■ Exercise 1
Copy out the whole passage on forest loss in Indonesia word for word, with no changes.

■ Document section
Koh and colleagues analysed data on forest loss and land leased for plantations, logging and mining in the five areas that hold the lion’s share of Indonesia’s forests, including Sumatra and Kalimantan. Their work is the first quantitative assessment of the drivers of forest loss in Indonesia.

Land-use priorities

Studies of deforestation have tended to focus on the impacts of palm oil, but there is an “urgent need” to better understand the effect of fibre plantations, the researchers say.

“It is of paramount importance to slow the rate of deforestation in Indonesia and Brazil to protect their remaining biodiversity and reduce the amount of carbon dioxide lost to the atmosphere,” adds Koh.

In 2011, Indonesia stopped issuing permits to firms wishing to clear forests on roughly 64 million hectares of its land. But the ban does not revoke existing licences.

■ Provided data
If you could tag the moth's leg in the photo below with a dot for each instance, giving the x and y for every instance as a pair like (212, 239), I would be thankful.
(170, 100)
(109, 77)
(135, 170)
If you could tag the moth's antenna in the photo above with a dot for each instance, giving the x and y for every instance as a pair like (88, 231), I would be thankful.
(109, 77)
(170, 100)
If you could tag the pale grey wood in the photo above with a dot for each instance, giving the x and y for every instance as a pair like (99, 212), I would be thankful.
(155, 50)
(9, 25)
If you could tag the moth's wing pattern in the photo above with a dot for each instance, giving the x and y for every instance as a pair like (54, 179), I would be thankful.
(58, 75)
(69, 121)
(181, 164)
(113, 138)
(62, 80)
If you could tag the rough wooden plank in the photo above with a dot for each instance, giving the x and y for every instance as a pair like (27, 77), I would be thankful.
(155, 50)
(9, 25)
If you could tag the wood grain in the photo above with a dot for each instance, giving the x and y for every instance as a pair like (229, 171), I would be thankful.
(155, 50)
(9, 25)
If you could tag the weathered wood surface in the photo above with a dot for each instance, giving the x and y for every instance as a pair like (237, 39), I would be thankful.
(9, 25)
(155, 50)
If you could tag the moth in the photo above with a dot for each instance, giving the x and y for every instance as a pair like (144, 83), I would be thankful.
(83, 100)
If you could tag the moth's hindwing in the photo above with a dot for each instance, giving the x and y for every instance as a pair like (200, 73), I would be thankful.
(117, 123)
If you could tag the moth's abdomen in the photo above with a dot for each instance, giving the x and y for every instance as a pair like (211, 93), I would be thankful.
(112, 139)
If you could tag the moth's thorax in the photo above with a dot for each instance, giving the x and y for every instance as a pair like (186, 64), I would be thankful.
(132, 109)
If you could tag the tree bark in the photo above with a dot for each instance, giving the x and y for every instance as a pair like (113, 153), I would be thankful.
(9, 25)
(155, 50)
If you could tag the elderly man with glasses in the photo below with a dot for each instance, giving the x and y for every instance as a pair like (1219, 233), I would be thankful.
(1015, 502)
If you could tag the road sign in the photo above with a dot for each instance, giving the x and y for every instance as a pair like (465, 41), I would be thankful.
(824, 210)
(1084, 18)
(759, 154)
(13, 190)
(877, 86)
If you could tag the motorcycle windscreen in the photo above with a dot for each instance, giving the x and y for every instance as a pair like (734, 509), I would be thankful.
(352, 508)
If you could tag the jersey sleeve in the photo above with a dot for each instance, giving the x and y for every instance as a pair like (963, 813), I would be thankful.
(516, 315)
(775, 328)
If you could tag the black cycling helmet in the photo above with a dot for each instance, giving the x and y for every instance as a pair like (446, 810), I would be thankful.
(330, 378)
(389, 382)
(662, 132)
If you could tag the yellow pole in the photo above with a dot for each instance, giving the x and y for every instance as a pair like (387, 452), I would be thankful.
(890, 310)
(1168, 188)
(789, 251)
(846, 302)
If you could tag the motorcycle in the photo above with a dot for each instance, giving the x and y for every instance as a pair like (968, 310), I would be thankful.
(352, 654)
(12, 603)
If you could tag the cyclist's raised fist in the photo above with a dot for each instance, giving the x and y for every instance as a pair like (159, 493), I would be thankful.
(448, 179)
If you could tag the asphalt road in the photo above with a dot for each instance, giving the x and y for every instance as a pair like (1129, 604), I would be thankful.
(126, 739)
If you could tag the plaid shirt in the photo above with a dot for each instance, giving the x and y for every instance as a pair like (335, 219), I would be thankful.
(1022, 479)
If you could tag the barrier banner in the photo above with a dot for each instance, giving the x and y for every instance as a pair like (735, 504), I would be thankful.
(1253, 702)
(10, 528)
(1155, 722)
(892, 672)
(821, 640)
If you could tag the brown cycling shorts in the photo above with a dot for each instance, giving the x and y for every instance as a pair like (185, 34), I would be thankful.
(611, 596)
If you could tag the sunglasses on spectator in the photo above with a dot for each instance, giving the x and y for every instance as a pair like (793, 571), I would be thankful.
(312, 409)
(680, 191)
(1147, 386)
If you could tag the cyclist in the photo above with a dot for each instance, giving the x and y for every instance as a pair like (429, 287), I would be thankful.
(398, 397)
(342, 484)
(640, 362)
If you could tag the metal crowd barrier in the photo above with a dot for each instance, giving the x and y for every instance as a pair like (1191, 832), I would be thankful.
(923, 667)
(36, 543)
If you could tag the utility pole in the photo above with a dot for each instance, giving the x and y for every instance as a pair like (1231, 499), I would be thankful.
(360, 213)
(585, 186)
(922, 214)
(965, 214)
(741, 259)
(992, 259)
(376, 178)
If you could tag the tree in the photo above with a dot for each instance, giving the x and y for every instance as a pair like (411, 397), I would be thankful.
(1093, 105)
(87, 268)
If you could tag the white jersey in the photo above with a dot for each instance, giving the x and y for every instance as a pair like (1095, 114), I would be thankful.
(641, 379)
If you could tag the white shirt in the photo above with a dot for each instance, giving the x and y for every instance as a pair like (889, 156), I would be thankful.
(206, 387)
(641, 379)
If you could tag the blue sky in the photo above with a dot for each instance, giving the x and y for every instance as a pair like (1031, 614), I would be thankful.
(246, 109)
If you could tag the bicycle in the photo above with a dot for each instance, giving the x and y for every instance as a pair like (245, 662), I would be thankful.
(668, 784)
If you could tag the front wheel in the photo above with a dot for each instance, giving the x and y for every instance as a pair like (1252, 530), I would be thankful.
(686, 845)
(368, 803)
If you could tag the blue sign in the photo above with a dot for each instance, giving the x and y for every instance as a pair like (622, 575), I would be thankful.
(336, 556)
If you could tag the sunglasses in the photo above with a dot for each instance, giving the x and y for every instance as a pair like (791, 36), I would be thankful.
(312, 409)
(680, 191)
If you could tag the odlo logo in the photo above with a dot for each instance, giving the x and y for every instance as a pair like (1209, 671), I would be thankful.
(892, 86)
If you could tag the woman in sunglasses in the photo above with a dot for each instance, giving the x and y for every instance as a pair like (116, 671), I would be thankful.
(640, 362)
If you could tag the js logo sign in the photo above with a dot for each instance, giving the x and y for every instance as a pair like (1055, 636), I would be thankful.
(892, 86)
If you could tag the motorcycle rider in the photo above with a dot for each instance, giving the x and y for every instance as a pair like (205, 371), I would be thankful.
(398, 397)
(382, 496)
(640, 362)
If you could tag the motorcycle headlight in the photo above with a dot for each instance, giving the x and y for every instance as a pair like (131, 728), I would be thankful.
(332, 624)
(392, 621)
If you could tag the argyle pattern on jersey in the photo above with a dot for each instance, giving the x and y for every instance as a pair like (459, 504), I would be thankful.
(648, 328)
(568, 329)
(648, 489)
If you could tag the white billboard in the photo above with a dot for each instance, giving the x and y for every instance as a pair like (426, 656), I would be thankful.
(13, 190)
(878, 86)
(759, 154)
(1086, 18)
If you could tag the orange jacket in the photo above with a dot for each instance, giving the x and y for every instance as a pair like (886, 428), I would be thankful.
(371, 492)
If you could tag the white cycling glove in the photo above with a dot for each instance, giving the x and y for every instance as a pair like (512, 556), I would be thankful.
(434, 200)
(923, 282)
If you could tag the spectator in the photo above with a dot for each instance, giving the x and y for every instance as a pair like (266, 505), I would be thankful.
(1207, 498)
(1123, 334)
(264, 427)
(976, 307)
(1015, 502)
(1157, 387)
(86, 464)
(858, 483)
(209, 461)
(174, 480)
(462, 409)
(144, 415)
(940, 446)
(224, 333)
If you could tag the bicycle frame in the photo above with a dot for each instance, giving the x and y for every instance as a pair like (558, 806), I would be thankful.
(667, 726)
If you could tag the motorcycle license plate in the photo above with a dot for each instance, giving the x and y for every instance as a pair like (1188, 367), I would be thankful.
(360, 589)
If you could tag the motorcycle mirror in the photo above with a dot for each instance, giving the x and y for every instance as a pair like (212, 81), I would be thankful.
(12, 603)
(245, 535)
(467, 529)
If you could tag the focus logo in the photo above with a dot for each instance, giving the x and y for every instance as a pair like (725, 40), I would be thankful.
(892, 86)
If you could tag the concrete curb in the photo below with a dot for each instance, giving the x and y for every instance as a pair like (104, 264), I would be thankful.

■ Exercise 2
Count the lines in the listing above that contain the string "cyclist", with capital and small letters treated as different, and reply with only the number.

■ Correct output 1
Koh and colleagues analysed data on forest loss and land leased for plantations, logging and mining in the five areas that hold the lion’s share of Indonesia’s forests, including Sumatra and Kalimantan. Their work is the first quantitative assessment of the drivers of forest loss in Indonesia.

Land-use priorities

Studies of deforestation have tended to focus on the impacts of palm oil, but there is an “urgent need” to better understand the effect of fibre plantations, the researchers say.

“It is of paramount importance to slow the rate of deforestation in Indonesia and Brazil to protect their remaining biodiversity and reduce the amount of carbon dioxide lost to the atmosphere,” adds Koh.

In 2011, Indonesia stopped issuing permits to firms wishing to clear forests on roughly 64 million hectares of its land. But the ban does not revoke existing licences.

■ Correct output 2
2